What is being asked: Find every line below that contains the word "hockey" and copy each one out in full.
..............................
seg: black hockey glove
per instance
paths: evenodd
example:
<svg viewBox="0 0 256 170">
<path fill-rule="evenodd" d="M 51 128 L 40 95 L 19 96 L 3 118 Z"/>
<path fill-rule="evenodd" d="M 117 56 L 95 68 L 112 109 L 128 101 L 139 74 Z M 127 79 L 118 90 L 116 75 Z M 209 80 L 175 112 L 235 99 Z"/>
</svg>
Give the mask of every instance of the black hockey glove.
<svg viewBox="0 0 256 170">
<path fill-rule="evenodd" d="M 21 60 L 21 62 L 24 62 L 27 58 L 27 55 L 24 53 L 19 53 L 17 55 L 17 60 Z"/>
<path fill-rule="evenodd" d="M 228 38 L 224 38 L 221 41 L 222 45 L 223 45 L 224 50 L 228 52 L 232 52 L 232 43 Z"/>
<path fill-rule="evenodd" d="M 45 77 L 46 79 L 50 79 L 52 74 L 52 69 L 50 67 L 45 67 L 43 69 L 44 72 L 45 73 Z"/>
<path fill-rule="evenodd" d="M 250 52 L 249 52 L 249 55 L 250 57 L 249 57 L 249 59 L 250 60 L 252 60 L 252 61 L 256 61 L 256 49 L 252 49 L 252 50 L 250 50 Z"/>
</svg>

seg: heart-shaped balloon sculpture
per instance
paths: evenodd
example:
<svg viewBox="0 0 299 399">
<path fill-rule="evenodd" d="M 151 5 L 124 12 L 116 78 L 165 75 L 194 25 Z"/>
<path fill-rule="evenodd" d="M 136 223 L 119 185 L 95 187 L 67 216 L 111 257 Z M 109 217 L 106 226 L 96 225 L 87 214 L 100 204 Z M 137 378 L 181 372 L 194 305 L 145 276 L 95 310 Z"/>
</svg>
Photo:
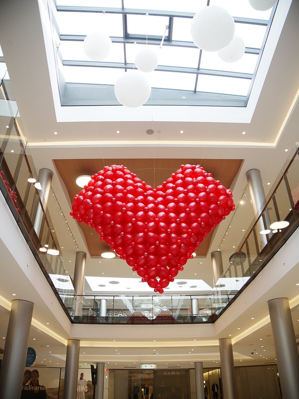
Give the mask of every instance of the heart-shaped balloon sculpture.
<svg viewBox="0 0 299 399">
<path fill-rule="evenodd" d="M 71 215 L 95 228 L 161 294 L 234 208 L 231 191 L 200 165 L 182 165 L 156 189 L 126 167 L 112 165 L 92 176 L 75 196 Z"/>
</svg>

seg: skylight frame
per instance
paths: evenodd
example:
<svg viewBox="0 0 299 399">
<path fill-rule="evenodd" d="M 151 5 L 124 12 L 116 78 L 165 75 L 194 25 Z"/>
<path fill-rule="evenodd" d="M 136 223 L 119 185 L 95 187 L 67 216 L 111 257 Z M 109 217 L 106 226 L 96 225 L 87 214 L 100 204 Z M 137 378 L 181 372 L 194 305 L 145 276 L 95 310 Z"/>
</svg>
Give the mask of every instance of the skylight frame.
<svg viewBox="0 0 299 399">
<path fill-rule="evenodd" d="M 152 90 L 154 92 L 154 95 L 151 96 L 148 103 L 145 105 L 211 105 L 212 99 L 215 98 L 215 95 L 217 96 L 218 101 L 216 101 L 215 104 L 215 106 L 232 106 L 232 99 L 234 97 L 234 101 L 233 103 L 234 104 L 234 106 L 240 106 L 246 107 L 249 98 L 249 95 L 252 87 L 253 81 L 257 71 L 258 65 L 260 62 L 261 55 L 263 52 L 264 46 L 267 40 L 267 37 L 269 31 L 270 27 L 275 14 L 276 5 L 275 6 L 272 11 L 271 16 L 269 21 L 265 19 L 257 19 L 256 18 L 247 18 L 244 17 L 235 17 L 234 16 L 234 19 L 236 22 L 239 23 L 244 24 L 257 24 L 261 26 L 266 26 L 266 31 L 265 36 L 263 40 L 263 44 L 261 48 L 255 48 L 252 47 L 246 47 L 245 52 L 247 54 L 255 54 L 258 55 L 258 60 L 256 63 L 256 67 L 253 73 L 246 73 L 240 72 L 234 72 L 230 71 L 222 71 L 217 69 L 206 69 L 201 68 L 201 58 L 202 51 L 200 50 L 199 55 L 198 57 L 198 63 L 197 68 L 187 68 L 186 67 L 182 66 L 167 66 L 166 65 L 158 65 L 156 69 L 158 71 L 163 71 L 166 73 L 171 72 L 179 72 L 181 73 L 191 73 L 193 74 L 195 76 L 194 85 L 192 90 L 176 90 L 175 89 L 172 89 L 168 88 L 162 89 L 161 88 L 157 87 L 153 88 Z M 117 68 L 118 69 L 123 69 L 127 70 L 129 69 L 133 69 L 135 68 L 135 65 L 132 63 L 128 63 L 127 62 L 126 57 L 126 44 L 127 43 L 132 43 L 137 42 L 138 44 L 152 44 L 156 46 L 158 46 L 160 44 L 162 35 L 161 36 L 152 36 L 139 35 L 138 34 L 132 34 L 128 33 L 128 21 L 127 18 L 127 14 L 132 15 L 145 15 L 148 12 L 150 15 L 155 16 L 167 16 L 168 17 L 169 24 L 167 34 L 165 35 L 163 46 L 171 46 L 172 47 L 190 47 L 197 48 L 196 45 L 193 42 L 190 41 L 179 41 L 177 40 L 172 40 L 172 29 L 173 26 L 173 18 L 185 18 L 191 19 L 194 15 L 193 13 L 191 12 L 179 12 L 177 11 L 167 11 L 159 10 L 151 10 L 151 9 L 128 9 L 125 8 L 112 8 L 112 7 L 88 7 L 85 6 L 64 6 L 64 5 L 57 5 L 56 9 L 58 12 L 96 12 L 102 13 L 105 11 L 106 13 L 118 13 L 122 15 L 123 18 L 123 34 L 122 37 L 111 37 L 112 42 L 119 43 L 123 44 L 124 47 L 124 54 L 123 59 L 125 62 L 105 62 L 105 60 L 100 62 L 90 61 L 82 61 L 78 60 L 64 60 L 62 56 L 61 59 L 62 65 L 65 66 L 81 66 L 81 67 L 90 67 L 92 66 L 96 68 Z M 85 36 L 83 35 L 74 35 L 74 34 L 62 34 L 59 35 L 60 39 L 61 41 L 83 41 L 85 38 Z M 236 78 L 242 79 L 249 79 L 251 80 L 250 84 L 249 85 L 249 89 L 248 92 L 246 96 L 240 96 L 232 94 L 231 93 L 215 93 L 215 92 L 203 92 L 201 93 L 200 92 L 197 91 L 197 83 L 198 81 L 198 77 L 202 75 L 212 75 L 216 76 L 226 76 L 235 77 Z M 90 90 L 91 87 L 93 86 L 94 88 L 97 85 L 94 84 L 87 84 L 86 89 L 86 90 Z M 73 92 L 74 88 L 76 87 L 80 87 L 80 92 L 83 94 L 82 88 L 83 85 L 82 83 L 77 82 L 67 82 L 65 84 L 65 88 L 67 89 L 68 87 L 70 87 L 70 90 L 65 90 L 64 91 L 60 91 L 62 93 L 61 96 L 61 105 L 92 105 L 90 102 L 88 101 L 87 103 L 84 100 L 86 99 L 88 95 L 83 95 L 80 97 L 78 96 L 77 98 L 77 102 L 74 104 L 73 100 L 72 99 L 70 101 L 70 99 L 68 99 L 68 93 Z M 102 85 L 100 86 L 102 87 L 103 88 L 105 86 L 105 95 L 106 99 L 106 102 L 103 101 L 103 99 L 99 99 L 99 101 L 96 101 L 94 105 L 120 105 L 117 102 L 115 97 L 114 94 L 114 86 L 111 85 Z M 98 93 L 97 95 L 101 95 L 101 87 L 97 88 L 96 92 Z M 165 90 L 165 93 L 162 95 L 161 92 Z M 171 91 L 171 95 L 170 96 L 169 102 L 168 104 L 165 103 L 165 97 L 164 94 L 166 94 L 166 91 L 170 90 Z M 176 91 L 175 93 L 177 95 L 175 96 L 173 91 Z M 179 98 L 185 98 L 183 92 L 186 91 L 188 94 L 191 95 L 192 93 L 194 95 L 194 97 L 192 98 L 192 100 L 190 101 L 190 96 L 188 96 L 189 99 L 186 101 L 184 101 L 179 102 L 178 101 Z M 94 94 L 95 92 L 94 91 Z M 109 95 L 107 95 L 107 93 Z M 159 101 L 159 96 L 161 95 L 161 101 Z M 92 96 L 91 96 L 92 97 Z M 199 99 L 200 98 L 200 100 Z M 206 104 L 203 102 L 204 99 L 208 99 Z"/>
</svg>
..............................
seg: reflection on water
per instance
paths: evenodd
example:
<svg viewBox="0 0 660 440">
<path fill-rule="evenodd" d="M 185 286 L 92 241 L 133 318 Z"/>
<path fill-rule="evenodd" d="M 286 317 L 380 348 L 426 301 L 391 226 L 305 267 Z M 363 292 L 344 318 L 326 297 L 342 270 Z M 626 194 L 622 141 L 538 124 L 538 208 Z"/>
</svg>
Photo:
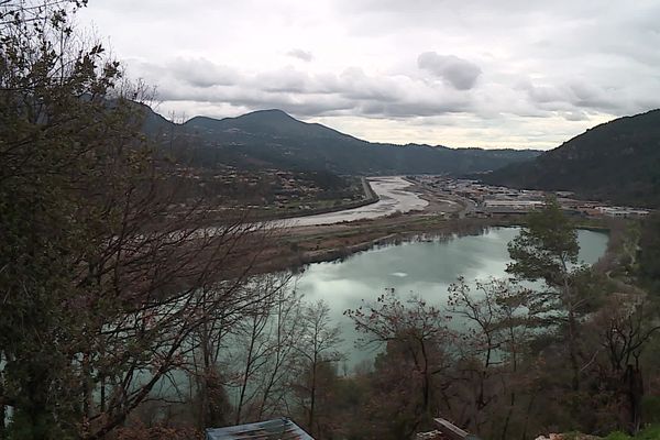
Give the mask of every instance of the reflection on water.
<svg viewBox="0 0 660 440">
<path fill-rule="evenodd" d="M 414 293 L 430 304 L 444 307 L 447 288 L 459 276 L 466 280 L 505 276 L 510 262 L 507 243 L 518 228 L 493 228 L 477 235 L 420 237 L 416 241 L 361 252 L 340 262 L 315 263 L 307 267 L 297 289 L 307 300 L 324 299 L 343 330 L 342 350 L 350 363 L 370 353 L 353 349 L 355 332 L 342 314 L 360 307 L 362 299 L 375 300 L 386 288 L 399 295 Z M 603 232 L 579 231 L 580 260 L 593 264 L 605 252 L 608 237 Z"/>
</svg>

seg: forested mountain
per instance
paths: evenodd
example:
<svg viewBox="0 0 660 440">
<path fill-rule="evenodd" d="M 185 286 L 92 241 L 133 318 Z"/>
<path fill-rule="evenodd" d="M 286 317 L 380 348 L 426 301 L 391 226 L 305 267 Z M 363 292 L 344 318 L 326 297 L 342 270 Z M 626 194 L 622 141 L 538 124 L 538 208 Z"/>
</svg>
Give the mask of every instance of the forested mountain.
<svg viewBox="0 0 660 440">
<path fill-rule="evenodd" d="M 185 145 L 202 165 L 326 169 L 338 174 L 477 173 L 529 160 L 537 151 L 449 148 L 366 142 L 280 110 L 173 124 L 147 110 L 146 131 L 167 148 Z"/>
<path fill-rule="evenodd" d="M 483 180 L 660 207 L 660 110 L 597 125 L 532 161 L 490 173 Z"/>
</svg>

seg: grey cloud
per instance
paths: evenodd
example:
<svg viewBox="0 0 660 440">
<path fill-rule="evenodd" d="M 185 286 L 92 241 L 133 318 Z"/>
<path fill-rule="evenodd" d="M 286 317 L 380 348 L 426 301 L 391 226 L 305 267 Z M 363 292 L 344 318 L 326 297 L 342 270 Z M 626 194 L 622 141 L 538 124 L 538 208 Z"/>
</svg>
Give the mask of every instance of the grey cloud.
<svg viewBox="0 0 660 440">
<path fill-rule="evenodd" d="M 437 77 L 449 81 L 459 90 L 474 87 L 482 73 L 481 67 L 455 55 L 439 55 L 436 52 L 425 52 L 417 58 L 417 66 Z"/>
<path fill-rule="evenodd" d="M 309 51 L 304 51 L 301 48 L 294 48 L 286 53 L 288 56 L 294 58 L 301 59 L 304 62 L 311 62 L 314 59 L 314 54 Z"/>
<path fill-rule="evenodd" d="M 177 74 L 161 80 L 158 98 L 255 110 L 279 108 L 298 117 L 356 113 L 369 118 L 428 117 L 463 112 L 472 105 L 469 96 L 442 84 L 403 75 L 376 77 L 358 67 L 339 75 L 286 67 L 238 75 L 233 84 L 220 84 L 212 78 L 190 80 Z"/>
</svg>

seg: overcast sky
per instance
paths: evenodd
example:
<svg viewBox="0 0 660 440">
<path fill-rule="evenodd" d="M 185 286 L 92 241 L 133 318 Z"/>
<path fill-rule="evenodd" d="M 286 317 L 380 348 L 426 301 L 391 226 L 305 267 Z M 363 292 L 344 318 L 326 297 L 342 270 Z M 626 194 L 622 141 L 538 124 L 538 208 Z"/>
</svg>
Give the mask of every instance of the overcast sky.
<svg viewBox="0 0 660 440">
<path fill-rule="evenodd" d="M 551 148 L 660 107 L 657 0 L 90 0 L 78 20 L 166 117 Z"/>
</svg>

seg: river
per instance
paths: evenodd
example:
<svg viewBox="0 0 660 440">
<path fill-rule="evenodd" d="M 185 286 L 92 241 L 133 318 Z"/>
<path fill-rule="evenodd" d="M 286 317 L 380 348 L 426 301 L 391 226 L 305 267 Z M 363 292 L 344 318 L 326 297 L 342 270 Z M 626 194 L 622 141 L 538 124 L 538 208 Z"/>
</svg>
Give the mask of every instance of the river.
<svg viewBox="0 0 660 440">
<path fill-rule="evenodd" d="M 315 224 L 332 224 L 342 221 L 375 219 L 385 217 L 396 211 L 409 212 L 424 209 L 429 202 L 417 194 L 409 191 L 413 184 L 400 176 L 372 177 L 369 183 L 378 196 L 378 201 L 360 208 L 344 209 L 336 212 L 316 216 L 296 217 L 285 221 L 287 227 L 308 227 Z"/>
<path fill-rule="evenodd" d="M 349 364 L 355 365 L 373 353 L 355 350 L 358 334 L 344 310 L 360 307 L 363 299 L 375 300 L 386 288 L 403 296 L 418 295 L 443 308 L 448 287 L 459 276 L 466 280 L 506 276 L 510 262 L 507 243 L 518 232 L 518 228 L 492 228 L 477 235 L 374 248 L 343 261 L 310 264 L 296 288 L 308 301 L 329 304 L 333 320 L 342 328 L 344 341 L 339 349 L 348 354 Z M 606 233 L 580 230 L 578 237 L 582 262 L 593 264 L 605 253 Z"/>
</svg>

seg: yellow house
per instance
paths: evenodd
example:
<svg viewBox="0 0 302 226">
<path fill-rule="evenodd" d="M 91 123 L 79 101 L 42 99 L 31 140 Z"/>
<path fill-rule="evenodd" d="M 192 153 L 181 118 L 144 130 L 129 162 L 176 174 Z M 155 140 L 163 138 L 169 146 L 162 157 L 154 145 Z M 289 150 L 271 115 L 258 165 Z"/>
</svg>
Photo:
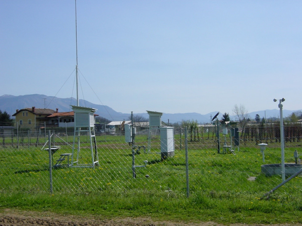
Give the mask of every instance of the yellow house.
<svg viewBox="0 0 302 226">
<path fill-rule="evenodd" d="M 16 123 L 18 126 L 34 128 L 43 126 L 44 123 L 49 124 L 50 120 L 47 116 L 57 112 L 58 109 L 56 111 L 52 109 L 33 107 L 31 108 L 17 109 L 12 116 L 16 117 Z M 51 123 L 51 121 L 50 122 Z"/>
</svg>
..............................
Full response:
seg: black hockey glove
Give the mask of every instance of the black hockey glove.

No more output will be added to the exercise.